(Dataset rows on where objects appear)

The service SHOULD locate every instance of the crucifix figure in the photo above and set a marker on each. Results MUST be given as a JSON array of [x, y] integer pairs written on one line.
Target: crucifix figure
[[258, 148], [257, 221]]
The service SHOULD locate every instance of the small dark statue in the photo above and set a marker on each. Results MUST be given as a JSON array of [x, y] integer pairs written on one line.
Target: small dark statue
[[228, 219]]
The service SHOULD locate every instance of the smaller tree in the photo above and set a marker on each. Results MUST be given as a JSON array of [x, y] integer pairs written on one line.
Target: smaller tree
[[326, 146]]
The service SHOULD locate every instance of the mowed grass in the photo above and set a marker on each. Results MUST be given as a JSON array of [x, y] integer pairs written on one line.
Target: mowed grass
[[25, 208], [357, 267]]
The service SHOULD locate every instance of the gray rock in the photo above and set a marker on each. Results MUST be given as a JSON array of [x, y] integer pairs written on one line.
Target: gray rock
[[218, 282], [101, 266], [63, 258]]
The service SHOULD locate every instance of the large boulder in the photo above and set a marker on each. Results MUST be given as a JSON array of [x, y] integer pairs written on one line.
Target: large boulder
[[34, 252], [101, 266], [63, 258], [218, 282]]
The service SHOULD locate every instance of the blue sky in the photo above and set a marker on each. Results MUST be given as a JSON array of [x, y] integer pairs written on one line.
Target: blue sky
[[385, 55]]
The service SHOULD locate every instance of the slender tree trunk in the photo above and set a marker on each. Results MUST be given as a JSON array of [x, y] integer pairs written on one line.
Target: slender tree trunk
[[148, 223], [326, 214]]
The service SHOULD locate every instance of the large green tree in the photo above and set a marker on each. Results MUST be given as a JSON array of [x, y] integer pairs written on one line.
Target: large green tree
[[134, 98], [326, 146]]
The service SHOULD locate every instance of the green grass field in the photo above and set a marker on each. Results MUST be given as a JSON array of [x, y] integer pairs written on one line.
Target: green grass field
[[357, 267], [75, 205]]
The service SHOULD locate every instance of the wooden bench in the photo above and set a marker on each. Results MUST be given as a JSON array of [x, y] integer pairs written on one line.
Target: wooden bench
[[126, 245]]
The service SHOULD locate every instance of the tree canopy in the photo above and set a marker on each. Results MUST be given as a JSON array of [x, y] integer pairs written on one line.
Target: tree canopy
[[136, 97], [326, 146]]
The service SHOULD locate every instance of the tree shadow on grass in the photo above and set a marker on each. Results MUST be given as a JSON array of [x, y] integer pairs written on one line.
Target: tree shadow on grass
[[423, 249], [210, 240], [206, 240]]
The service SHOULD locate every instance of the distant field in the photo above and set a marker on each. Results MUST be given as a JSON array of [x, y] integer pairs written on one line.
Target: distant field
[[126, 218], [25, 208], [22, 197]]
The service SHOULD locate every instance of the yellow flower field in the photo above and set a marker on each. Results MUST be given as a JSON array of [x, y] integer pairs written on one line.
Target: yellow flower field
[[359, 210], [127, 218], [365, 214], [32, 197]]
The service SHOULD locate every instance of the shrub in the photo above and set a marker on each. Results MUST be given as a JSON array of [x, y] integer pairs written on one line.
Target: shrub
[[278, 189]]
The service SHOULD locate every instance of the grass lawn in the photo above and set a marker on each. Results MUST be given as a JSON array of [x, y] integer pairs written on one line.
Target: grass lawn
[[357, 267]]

• [YOUR INSTRUCTIONS]
Return exactly the lines from the one containing "The service SHOULD locate every instance of the tree shadow" to the last line of the data, and nothing more.

• [RESULT OF THE TASK]
The service SHOULD locate every instance of the tree shadow on grass in the photo above and set a marker on each. Results MUST be given as a JSON array of [x, y] integer pairs written on one line.
Target: tree shadow on grass
[[423, 249], [210, 240], [206, 240]]
The service SHOULD locate every instance of the distant field in the photo above and set a marker on each. Results MUST be given as a JSON array of [x, y] integer pairs written on one line.
Target: distant field
[[126, 218], [25, 208], [22, 197]]
The service SHOULD locate every instance of the yellow flower field in the photo above and set a marker on each. Results MUST be given as a JSON array of [x, y] integer pairs written on one line.
Target: yellow flower field
[[359, 210], [127, 218], [365, 214], [32, 197]]
The service SHOULD locate every instance of the shrub in the photo above and set a marker on each. Results MUST be given as a JSON array of [x, y] integer pairs written on one line.
Target: shrub
[[278, 189]]
The service SHOULD locate every instance of the grass lawn in the photo above and set a marker on each. Results MUST be given as a JSON array of [x, y] integer pairs written on one line.
Target: grass lawn
[[357, 267]]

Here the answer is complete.